> [Exercise goal]:
How many lines of the listing below contain the word "mowed"? Reply with the number alone.

- - - - -

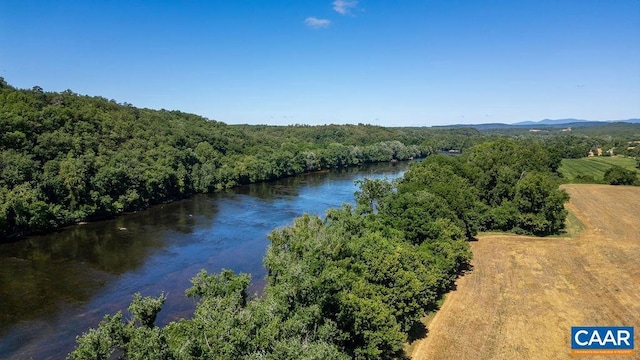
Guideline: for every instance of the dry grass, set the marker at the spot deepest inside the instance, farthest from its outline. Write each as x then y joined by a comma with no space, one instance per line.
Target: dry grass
524,293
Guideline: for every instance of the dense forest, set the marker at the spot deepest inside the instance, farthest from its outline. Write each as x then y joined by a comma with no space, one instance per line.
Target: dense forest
66,158
354,284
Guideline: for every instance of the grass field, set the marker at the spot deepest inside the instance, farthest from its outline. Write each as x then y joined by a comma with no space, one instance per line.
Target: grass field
594,166
524,293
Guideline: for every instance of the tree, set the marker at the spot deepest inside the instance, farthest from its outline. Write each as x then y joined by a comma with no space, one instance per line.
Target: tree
617,175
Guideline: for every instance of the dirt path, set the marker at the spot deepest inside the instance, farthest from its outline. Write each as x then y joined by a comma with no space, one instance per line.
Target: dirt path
524,294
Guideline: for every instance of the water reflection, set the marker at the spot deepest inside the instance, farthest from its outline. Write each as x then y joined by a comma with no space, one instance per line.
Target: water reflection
53,287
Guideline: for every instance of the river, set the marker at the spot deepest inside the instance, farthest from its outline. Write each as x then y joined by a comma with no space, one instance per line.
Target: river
53,287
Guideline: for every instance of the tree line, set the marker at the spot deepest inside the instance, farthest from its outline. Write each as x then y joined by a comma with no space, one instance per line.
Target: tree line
354,283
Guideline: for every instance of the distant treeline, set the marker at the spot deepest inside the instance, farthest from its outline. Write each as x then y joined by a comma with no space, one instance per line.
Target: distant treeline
356,283
66,158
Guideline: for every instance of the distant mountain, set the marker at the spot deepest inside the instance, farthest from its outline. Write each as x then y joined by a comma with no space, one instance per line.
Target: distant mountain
570,121
546,123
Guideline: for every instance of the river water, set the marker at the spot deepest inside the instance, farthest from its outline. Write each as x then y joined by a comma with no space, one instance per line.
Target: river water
56,286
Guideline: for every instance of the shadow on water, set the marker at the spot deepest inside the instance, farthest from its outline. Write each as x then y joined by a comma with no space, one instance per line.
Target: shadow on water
55,286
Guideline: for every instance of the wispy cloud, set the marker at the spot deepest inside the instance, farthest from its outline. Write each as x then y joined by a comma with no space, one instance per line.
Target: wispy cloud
343,7
317,23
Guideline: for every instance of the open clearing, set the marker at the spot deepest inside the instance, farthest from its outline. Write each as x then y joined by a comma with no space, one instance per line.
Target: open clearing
594,166
524,293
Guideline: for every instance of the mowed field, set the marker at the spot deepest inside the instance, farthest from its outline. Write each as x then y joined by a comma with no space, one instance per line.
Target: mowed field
594,166
523,294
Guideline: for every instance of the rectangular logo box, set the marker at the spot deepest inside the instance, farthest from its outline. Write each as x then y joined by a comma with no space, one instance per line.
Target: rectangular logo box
602,340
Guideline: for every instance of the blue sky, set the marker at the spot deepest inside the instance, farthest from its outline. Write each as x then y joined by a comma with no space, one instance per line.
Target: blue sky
391,63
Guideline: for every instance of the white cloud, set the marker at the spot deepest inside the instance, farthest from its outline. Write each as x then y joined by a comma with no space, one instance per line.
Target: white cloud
343,7
317,23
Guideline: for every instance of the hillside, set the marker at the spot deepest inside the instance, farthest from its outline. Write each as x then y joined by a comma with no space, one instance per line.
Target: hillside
524,294
66,157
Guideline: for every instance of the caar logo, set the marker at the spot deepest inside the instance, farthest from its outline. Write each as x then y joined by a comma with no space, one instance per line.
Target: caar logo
602,340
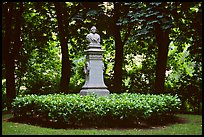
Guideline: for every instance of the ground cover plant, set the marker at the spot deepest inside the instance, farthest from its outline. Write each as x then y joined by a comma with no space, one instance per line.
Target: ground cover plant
92,110
181,124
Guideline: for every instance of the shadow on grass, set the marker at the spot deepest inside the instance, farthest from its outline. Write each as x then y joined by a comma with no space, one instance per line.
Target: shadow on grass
151,123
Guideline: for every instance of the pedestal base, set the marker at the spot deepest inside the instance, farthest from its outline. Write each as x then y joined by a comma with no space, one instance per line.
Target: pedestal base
97,91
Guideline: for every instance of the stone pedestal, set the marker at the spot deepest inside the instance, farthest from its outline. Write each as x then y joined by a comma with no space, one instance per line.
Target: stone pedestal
94,72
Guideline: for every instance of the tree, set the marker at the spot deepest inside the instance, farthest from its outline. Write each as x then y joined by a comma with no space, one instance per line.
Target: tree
11,45
66,65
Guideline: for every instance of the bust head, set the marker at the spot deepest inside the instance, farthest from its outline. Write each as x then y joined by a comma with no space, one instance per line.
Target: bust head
93,29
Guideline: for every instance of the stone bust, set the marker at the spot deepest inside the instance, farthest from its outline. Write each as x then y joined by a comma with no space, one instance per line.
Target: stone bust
93,37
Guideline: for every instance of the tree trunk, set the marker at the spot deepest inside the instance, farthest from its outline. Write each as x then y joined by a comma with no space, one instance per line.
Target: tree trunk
118,52
66,65
11,47
162,38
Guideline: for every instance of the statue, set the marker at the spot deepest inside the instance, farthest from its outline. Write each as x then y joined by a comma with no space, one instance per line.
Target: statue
94,67
93,37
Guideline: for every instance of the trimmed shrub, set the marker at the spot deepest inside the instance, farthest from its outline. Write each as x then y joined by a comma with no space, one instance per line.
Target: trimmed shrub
73,108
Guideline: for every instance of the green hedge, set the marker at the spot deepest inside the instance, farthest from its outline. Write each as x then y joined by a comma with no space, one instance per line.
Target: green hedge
75,108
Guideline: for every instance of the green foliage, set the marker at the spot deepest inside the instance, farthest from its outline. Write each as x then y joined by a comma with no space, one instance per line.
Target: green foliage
91,108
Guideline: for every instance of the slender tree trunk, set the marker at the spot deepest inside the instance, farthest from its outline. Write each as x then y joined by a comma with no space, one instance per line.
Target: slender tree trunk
118,51
11,47
66,65
162,38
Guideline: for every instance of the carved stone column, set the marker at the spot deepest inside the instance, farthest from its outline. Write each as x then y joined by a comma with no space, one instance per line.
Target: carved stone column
94,71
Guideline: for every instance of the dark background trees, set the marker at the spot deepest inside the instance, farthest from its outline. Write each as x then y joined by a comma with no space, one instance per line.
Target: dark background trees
149,47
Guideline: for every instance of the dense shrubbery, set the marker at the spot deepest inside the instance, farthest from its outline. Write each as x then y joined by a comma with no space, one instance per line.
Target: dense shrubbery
73,108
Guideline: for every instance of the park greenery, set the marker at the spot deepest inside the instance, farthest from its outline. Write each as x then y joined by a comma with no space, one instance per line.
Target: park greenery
153,51
74,109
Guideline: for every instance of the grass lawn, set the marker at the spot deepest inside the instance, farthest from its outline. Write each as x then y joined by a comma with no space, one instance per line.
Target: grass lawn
191,126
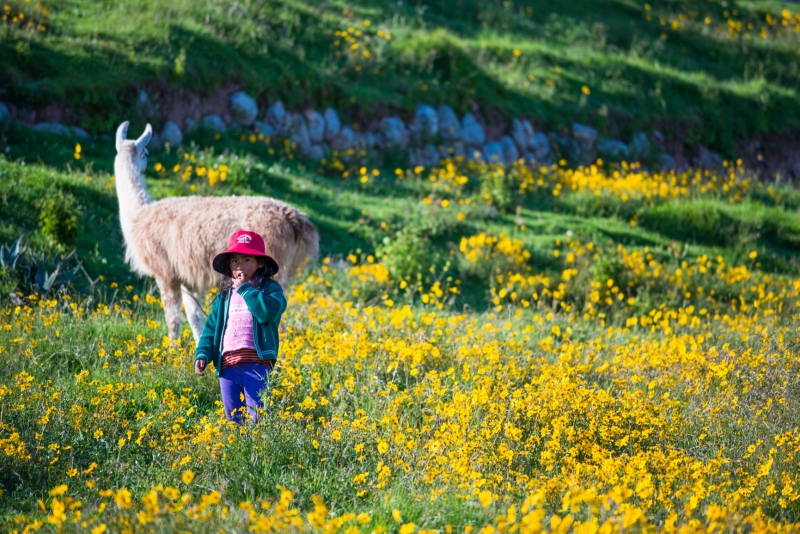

- - - - -

> [Complete answer]:
2